Exercise description:
Each line from the material with the word "below" in it must be copied.
════
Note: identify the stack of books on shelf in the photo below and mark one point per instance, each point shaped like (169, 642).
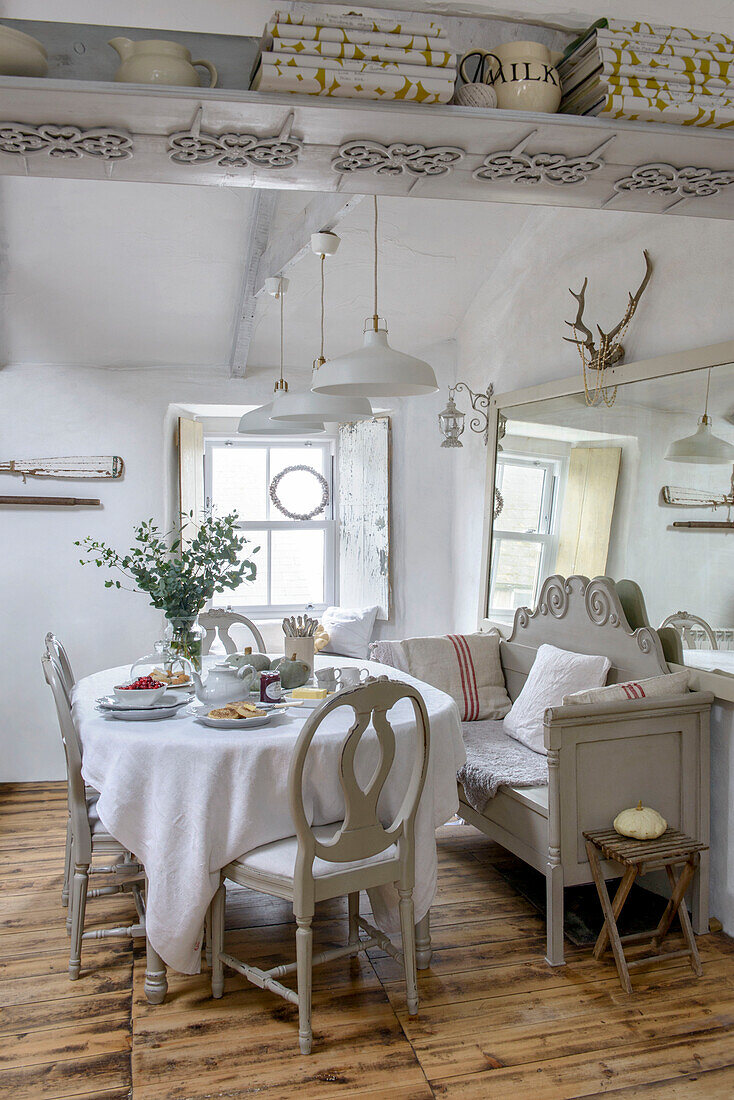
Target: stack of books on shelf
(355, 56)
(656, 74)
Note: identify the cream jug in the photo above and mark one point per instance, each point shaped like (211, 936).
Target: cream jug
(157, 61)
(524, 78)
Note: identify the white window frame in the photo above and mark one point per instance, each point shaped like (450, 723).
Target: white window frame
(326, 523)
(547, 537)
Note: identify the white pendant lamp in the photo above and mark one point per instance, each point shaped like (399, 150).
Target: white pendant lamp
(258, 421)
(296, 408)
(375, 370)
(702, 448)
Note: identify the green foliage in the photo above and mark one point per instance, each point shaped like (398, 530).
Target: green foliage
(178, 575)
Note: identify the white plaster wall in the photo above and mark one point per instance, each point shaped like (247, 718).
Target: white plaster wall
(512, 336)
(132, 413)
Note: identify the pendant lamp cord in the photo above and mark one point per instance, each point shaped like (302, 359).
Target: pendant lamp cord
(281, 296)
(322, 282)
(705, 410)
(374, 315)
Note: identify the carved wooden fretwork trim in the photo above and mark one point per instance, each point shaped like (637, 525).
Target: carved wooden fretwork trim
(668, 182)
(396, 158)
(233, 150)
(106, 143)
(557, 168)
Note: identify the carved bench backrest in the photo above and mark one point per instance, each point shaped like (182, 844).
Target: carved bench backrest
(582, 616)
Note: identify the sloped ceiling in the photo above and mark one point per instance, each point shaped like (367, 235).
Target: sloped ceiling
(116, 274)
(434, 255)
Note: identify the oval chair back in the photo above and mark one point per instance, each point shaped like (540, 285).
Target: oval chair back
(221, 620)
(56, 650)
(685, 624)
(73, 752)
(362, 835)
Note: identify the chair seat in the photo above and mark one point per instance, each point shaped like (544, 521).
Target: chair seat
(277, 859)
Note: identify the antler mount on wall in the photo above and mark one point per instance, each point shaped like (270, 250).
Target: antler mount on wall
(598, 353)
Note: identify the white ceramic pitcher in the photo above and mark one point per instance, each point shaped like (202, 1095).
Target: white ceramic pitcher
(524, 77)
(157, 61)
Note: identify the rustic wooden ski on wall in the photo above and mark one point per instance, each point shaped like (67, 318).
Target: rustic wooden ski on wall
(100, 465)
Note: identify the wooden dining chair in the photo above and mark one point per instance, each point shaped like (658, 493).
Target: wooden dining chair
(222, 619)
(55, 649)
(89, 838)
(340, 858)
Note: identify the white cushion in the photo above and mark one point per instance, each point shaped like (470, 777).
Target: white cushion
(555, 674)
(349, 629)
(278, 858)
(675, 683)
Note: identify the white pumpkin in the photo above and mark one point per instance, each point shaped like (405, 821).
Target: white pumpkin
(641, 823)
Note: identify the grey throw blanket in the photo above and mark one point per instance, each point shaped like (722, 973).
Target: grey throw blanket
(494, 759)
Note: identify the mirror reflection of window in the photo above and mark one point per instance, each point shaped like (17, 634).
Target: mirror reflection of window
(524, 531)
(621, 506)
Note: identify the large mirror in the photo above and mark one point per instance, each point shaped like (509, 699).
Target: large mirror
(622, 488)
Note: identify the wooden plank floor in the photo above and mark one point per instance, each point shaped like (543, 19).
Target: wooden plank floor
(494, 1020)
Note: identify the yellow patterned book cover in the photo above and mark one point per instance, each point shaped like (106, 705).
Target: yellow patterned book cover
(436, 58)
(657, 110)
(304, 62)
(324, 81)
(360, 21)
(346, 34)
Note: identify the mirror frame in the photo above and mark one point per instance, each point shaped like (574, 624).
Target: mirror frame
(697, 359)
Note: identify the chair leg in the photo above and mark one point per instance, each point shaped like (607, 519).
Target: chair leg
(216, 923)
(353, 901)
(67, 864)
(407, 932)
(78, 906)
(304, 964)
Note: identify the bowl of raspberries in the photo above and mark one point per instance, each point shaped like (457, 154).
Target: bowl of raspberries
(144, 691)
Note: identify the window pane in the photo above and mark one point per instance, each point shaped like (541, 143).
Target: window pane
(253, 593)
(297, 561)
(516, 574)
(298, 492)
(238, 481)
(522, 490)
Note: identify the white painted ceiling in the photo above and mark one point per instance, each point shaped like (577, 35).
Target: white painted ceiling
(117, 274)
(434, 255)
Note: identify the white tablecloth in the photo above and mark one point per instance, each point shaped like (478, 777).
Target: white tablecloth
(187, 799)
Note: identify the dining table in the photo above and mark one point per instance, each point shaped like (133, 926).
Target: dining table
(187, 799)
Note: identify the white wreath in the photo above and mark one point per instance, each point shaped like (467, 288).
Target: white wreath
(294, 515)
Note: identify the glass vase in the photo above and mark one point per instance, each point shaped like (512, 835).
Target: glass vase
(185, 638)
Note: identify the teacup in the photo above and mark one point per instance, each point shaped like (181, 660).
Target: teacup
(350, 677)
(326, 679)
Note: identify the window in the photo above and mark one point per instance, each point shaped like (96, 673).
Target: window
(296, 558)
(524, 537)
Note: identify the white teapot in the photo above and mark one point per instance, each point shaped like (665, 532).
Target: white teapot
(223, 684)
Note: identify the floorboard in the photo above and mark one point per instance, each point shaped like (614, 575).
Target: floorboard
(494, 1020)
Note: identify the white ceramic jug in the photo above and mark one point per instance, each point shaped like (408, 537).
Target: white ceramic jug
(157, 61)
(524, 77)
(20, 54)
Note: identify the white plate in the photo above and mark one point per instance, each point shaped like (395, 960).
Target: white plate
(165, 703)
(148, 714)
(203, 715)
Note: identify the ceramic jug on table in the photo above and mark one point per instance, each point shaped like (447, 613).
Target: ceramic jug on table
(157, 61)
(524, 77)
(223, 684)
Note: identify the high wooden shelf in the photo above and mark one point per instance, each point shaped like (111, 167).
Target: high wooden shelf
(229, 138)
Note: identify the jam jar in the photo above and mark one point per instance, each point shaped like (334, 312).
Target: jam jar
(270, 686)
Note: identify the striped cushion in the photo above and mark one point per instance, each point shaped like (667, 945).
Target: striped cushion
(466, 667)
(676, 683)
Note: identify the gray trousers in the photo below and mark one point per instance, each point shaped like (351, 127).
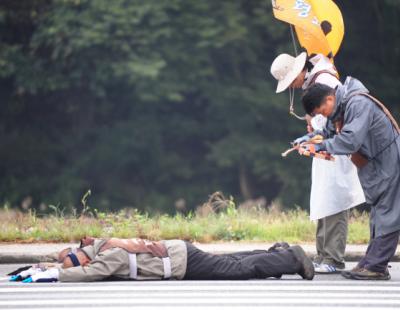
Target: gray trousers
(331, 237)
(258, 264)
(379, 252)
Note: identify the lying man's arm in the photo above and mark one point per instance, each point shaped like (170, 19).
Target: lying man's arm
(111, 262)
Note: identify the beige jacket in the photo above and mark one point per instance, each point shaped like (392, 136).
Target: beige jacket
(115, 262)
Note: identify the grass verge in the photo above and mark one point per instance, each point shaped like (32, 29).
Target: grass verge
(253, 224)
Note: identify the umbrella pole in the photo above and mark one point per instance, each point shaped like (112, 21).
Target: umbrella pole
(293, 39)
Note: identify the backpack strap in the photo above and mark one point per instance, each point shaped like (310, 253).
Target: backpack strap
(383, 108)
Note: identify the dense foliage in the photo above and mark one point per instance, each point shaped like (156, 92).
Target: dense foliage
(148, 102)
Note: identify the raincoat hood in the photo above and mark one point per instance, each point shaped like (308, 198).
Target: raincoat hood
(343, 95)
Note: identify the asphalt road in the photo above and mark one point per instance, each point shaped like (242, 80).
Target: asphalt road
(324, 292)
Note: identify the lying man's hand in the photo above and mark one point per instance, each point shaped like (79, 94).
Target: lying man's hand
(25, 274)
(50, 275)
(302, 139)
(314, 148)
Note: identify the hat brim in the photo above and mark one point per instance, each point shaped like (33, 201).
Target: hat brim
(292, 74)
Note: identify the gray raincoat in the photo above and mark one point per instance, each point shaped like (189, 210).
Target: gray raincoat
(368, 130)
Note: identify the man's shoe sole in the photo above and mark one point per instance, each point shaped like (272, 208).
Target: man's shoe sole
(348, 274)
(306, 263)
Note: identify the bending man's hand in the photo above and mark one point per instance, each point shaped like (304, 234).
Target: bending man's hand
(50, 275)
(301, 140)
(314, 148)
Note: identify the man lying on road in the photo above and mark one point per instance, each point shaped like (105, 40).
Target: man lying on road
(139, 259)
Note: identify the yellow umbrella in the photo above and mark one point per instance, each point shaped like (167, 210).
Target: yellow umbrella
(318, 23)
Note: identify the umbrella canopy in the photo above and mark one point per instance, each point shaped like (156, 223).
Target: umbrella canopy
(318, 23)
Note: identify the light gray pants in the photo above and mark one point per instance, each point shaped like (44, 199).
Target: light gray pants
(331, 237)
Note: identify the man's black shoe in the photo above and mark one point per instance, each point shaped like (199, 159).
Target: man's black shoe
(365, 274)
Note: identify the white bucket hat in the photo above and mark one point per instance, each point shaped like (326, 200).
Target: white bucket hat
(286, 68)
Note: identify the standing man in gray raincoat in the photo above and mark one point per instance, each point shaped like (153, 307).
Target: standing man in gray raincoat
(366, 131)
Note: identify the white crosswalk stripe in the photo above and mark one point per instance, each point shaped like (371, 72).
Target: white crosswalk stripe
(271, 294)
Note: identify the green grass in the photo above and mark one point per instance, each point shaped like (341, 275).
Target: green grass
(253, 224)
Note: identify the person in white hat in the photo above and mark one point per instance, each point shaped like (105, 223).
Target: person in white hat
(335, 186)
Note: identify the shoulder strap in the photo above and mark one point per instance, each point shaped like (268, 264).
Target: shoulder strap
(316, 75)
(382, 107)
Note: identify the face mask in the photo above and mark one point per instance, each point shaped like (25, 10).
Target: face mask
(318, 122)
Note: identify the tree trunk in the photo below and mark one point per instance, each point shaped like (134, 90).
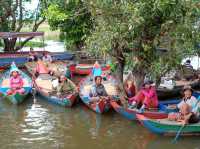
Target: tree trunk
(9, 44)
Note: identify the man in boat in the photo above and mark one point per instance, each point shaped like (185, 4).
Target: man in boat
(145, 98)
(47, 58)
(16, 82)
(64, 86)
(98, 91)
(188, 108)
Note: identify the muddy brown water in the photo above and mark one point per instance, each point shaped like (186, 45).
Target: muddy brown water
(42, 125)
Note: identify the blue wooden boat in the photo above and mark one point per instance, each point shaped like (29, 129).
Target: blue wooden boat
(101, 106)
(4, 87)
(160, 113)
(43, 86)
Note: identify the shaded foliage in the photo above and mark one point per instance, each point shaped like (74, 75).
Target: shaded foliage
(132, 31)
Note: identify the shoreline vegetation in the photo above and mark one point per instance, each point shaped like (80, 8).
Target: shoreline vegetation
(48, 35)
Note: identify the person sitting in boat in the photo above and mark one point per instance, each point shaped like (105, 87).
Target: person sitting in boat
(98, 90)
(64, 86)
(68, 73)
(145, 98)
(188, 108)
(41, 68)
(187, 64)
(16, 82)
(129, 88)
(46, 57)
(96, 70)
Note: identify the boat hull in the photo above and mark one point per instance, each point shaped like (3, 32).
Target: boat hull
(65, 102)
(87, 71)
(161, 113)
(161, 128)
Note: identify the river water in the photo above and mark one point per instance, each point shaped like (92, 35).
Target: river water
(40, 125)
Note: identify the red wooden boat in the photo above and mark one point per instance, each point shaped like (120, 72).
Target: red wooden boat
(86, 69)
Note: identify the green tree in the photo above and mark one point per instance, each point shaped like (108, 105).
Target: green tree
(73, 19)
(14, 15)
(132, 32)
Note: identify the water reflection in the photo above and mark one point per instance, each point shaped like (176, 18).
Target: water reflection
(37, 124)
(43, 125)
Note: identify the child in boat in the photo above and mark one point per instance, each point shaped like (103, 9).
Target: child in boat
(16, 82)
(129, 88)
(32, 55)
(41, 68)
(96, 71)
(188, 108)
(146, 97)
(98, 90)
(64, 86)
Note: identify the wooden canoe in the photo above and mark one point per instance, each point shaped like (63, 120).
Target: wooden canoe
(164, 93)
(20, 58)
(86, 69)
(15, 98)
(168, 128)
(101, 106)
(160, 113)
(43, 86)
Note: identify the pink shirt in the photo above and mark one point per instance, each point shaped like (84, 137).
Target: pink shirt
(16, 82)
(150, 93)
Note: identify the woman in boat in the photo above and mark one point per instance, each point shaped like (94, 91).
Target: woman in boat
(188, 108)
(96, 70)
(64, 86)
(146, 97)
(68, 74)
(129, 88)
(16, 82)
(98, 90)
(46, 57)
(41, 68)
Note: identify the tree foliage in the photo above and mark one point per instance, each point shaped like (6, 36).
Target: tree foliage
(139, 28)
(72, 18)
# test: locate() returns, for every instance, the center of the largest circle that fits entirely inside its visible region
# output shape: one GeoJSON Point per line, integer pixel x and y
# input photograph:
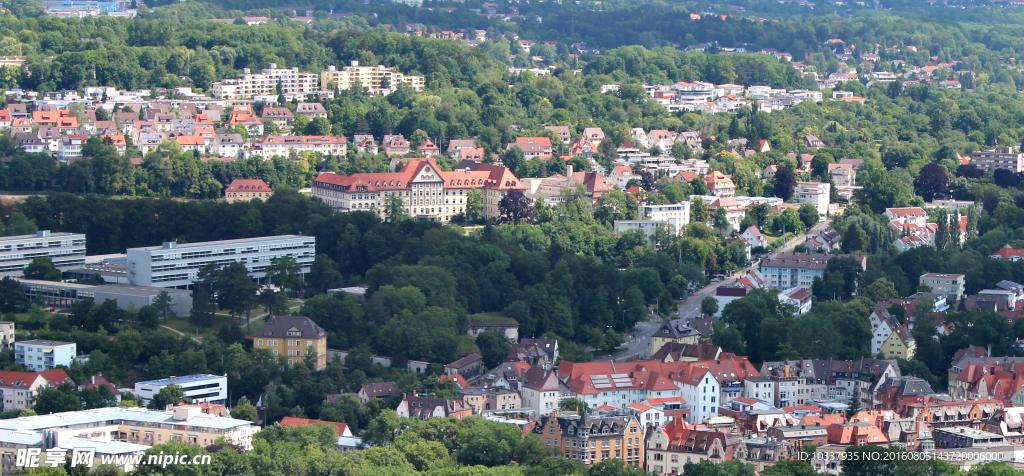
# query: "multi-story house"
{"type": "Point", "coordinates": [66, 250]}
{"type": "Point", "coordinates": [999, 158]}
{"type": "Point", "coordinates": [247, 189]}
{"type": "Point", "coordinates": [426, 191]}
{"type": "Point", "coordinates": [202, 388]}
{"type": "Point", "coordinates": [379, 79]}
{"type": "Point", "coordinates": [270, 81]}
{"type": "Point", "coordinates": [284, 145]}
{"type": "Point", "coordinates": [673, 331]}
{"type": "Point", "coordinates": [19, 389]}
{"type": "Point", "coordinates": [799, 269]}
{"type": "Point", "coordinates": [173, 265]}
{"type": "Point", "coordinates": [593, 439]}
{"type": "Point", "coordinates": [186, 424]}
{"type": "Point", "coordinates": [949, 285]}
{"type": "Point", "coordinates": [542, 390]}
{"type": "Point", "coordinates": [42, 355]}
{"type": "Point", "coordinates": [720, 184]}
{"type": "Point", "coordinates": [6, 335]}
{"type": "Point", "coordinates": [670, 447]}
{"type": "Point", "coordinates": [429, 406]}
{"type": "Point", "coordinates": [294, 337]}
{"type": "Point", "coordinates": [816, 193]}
════
Exercise solution:
Note: identify the stack of books on shelf in the photo below and mark one point per instance, each point shaped like (169, 642).
Note: identify the gray trousers in the photo below and mark one point per instance, each point shaped like (351, 127).
Note: identify the tree trunk in the photo below and mark one point per instance, each point shaped like (134, 90).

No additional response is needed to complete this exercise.